Coordinate annotation entries:
-=-=-
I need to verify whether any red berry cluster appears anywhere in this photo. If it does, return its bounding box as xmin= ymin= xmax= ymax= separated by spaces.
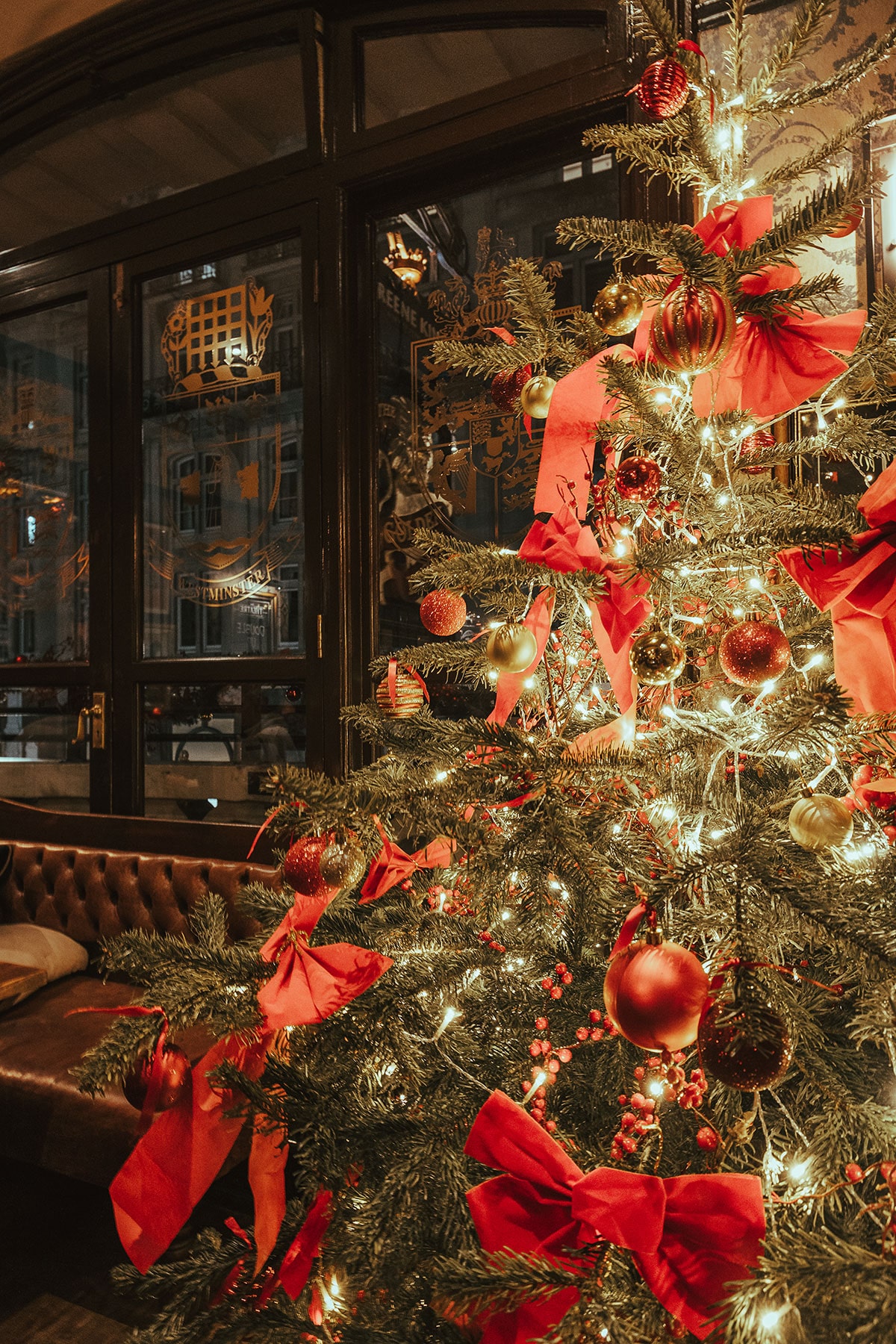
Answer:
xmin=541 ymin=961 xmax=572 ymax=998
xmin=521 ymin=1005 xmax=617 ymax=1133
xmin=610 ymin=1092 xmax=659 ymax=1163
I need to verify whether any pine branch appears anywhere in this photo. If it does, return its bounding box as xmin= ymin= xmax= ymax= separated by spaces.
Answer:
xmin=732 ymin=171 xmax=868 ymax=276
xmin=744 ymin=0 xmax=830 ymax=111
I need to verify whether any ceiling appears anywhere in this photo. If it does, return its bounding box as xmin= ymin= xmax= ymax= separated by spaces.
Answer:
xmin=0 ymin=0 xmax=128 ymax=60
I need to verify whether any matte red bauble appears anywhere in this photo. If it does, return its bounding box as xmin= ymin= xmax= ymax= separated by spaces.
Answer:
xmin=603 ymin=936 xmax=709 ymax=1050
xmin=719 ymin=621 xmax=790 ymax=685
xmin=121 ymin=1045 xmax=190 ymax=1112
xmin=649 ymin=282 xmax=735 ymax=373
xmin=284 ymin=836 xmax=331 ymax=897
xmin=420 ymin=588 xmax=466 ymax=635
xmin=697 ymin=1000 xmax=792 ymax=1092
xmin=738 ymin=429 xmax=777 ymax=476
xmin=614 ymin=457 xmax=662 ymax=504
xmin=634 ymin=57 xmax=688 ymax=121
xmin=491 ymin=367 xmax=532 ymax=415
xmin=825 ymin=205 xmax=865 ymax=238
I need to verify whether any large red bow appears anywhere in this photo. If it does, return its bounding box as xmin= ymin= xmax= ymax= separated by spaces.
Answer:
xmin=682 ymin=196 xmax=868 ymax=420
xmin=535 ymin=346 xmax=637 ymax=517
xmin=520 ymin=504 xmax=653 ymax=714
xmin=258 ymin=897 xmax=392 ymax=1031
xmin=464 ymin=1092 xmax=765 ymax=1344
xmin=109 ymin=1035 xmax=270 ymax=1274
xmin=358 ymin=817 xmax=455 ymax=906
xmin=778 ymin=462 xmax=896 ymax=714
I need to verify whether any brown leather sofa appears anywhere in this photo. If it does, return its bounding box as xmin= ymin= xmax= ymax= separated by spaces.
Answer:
-=-=-
Count the lines of the records that contain the string "verify", treating uppercase and lowercase as different. Give only the number.

6